### Aim
Reproduce the lines below verbatim.

### Material provided
::::

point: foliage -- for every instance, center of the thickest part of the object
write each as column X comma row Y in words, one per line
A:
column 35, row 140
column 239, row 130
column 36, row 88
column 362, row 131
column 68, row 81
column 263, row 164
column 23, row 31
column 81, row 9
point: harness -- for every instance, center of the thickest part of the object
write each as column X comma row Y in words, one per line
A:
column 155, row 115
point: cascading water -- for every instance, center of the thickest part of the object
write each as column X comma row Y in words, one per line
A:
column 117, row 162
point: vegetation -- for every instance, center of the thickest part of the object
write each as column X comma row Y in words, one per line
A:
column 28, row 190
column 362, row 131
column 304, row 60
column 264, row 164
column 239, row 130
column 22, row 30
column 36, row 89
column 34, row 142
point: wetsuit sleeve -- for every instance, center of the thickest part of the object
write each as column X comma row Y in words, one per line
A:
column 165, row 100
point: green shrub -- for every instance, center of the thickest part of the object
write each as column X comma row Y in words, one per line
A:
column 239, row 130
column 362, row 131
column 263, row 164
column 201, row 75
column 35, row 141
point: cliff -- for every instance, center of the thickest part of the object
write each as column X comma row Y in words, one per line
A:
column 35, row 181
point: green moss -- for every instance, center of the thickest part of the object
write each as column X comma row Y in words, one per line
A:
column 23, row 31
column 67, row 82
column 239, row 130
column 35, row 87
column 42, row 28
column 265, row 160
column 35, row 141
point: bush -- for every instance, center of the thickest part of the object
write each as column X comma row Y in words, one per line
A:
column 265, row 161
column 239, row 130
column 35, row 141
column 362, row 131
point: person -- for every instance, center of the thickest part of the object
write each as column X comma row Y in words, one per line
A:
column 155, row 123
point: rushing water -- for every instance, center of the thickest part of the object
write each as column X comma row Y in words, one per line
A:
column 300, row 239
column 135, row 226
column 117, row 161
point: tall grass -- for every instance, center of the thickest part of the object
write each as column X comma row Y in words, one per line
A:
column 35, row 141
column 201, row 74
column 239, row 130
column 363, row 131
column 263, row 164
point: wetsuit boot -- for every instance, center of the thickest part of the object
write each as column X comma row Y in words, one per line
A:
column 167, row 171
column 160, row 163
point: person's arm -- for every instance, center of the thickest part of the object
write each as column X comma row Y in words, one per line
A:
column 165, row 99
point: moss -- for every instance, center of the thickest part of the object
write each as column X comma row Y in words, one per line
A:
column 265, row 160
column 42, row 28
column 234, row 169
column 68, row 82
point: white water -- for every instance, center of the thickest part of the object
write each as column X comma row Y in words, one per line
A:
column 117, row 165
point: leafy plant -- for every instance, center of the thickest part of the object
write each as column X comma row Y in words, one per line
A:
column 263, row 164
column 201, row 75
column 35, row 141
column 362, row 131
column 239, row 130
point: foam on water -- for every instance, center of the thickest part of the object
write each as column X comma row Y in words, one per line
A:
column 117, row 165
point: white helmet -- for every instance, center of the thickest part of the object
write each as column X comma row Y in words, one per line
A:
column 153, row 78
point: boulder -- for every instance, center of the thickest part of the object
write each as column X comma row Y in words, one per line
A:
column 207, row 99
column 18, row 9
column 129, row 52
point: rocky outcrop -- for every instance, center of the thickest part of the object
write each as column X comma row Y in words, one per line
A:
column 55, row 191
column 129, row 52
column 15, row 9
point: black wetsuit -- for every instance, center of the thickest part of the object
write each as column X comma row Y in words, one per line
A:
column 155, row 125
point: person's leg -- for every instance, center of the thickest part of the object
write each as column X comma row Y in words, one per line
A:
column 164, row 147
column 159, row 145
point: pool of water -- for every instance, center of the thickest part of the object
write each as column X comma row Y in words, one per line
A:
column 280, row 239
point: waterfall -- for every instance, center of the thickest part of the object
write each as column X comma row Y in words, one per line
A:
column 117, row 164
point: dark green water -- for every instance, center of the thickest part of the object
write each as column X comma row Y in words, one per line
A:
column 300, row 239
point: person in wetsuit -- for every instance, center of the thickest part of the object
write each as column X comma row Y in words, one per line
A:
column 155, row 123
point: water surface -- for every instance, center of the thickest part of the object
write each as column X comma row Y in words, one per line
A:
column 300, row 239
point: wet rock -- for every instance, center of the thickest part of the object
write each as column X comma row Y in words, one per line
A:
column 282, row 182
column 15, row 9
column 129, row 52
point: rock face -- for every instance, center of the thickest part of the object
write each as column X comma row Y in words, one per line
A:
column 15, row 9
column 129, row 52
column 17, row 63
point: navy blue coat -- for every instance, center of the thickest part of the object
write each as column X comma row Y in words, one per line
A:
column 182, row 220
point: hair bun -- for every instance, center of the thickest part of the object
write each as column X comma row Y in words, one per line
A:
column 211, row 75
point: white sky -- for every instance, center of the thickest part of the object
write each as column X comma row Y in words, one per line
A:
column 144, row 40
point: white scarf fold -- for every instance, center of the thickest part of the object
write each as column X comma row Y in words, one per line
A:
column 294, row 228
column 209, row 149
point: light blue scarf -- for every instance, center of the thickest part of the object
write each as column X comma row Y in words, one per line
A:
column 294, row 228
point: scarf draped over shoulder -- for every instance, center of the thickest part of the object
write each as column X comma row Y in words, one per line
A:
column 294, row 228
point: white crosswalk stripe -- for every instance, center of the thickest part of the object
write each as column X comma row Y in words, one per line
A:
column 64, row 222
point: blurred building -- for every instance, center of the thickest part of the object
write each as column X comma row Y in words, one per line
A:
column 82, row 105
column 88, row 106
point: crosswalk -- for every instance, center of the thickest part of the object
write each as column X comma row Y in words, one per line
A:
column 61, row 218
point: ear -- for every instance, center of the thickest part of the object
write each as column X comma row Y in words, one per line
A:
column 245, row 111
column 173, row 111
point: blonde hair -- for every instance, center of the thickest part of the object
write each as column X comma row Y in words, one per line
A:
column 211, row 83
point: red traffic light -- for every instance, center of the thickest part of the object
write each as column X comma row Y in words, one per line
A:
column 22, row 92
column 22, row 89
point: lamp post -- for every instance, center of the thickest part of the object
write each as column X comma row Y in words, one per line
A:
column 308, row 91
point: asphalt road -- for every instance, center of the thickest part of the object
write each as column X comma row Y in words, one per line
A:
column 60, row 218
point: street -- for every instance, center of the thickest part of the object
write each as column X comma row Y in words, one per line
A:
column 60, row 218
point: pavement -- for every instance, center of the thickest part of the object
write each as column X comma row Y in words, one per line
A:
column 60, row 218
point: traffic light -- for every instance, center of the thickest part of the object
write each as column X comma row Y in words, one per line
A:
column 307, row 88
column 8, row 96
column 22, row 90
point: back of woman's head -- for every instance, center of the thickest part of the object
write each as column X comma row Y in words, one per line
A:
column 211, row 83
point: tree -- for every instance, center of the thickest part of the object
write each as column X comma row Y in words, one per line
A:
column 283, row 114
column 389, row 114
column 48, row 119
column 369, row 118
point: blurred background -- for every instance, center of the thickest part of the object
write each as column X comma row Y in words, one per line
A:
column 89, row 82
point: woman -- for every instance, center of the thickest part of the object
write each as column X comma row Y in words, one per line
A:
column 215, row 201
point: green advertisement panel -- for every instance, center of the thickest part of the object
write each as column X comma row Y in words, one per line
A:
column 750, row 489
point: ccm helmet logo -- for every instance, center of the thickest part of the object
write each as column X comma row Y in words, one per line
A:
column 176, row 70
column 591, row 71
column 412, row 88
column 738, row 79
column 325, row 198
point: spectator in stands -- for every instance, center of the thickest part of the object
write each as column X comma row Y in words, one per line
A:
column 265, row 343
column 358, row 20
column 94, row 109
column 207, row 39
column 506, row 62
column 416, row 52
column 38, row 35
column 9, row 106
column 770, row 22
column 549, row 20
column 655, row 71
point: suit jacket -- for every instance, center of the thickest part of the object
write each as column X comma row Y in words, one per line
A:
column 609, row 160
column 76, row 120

::::

### Answer to this exercise
point: foliage -- for every instance, center of the thickest part of the object
write each as column X comma row Y in words, one per line
A:
column 35, row 140
column 239, row 130
column 36, row 88
column 362, row 131
column 68, row 81
column 263, row 164
column 23, row 31
column 81, row 9
point: harness -- for every instance, center of the thickest part of the object
write each as column X comma row Y in words, one per line
A:
column 155, row 115
point: cascading water -- for every instance, center of the thickest part of the object
write each as column X comma row Y in words, one per line
A:
column 117, row 162
point: vegetation -- for every instance, center of the thickest part of the object
write each as column X comma row Y in words, one per line
A:
column 28, row 190
column 362, row 131
column 304, row 60
column 264, row 164
column 239, row 130
column 22, row 30
column 36, row 89
column 34, row 142
point: wetsuit sleeve -- for every instance, center of the thickest part of the object
write each as column X comma row Y in words, one per line
A:
column 165, row 100
point: green shrub -- for every instance, center of the thickest part of the object
write each as column X comma row Y in words, one per line
A:
column 239, row 130
column 362, row 131
column 263, row 164
column 201, row 75
column 35, row 141
point: cliff -- for every instance, center of the thickest part of the object
write each as column X comma row Y in words, one per line
A:
column 35, row 181
point: green moss -- for every instance, center of the thickest part of the object
write each as column X comma row Y in words, one per line
A:
column 23, row 31
column 67, row 82
column 239, row 130
column 35, row 87
column 42, row 28
column 265, row 160
column 35, row 141
point: bush -- for every instance, center of the thickest part of the object
write each as column X comma row Y in words, one per line
A:
column 265, row 161
column 239, row 130
column 35, row 141
column 362, row 131
point: person -- for every instance, center of the thickest part of the object
write each as column X comma row Y in words, one per line
A:
column 155, row 123
point: rushing water -- for every instance, center of the thickest part of the object
write each as column X comma row Y in words, one per line
A:
column 300, row 239
column 135, row 226
column 117, row 161
point: tall grass -- for every instance, center of the thickest part of the object
write each as column X comma row Y in words, one per line
A:
column 35, row 141
column 201, row 74
column 239, row 130
column 363, row 131
column 263, row 164
point: wetsuit boot -- for every instance, center of the thickest part of the object
write each as column X comma row Y in words, one per line
A:
column 167, row 171
column 160, row 163
point: person's arm -- for every instance, center of the thickest part of the object
write each as column X comma row Y in words, one per line
A:
column 165, row 99
point: moss -- for every instance, center of the thickest part of the object
write each as column X comma row Y in words, one per line
A:
column 265, row 160
column 42, row 28
column 234, row 169
column 68, row 82
point: white water -- for every instance, center of the thickest part of the object
write each as column X comma row Y in words, one per line
A:
column 117, row 165
point: leafy plant -- for every instance, center of the thickest part of the object
write each as column X comma row Y in words, one per line
A:
column 263, row 164
column 201, row 75
column 35, row 141
column 362, row 131
column 239, row 130
point: foam on water -- for every instance, center of the thickest part of the object
write each as column X comma row Y in words, one per line
A:
column 117, row 165
point: white helmet -- for every instance, center of the thickest part of the object
write each as column X comma row Y in words, one per line
A:
column 153, row 78
point: boulder -- for every instance, center of the thickest part of the object
write each as column X comma row Y in words, one per line
A:
column 207, row 99
column 18, row 9
column 129, row 52
point: rocky outcrop -- for every instance, center of the thickest part of the object
write each as column X comma row Y in words, one per line
A:
column 55, row 191
column 129, row 52
column 15, row 9
point: black wetsuit -- for every instance, center of the thickest part of the object
write each as column X comma row Y in words, one per line
A:
column 155, row 125
point: person's leg -- for every instance, center of the thickest part of the object
write each as column X comma row Y in words, one per line
A:
column 164, row 147
column 159, row 145
point: pool of water -- for every instance, center of the thickest part of the object
write each as column X comma row Y in words, one per line
A:
column 280, row 239
point: waterfall -- for every instance, center of the thickest part of the object
write each as column X comma row Y in words, one per line
A:
column 117, row 164
point: dark green water -- for every instance, center of the thickest part of the object
write each as column X comma row Y in words, one per line
A:
column 300, row 239
point: person in wetsuit -- for every instance, center of the thickest part of the object
write each as column X comma row Y in words, one per line
A:
column 155, row 123
point: water surface -- for every instance, center of the thickest part of the object
write each as column X comma row Y in words, one per line
A:
column 300, row 239
point: wet rock -- for every instance, center of the thickest part of the object
write each as column X comma row Y in words, one per line
A:
column 282, row 182
column 15, row 9
column 129, row 52
point: rock face -- for every instance, center of the thickest part of the object
write each as column X comma row Y in words, one per line
A:
column 15, row 9
column 129, row 52
column 17, row 63
point: navy blue coat -- for every instance, center of the thickest part of the object
write each as column X comma row Y in words, one per line
A:
column 182, row 220
point: hair bun -- for every instance, center of the thickest part of the object
write each as column X comma row Y in words, one per line
A:
column 211, row 75
point: white sky -- for every instance, center of the thickest part of the object
write each as column X comma row Y in words, one per line
A:
column 144, row 40
point: white scarf fold -- for every instance, center of the thickest part of the object
write each as column X comma row Y in words, one per line
A:
column 294, row 228
column 209, row 149
point: light blue scarf -- for every instance, center of the thickest part of the object
write each as column X comma row Y in words, one per line
A:
column 294, row 228
point: scarf draped over shoulder -- for every instance, center of the thickest part of the object
write each as column X comma row Y in words, one per line
A:
column 294, row 228
point: white crosswalk stripe -- for every instance, center of the thickest part of the object
write each as column X comma row Y in words, one per line
A:
column 64, row 222
point: blurred building -- for every instance, center of the thickest part of the object
write each as column X comma row Y in words, one per line
A:
column 82, row 105
column 88, row 106
point: crosswalk -- for every instance, center of the thickest part of the object
write each as column X comma row Y in words, one per line
A:
column 61, row 218
point: ear -- for every instance, center of the thickest part of the object
write each as column X comma row Y in words, one per line
A:
column 245, row 111
column 173, row 111
point: blonde hair -- for every instance, center of the thickest part of the object
write each as column X comma row Y in words, one per line
A:
column 211, row 83
point: red traffic light -- for every instance, center of the thickest part of the object
write each as column X comma row Y in words, one per line
A:
column 22, row 92
column 22, row 89
point: lamp post -- for every instance, center of the thickest part of the object
write each as column X comma row Y in words, one per line
A:
column 308, row 91
point: asphalt road -- for every instance, center of the thickest part of the object
write each as column X comma row Y in words, one per line
A:
column 60, row 218
point: street -- for every instance, center of the thickest part of the object
write each as column X comma row Y in words, one per line
A:
column 60, row 218
point: pavement -- for every instance, center of the thickest part of the object
write each as column X comma row Y in words, one per line
A:
column 60, row 218
point: traffic light -- for every instance, center of the thickest part of the object
write each as column X comma row Y in words, one per line
A:
column 307, row 88
column 8, row 96
column 22, row 90
point: back of woman's head -- for every instance, center of the thickest part of the object
write each as column X comma row Y in words, one per line
A:
column 211, row 83
point: tree -- for every instance, center of the thickest part of the object
write each as column X comma row Y in words, one per line
A:
column 283, row 114
column 389, row 114
column 48, row 119
column 369, row 118
point: blurred background -- for every instance, center of the thickest part of the object
write each as column X comma row Y in words, one per line
A:
column 89, row 82
point: woman -- for every instance, center of the thickest part of the object
write each as column X comma row Y in words, one per line
A:
column 215, row 201
point: green advertisement panel -- for every instance, center of the thickest part of the object
write each as column X comma row Y in words, one per line
A:
column 750, row 489
point: ccm helmet logo -- for every instance, center of the thickest part of the object
write each as column X comma row Y in words, one per line
A:
column 176, row 70
column 591, row 71
column 412, row 88
column 738, row 79
column 325, row 198
point: spectator in stands -- for every instance, center of the thickest part of the object
write each as column X comma row Y in words, one per line
A:
column 265, row 343
column 358, row 20
column 94, row 109
column 207, row 39
column 506, row 62
column 416, row 52
column 38, row 35
column 9, row 106
column 770, row 22
column 549, row 20
column 655, row 71
point: suit jacket -- for every instance, center of the thickest part of the object
write each as column X comma row Y in words, one per line
A:
column 609, row 160
column 76, row 120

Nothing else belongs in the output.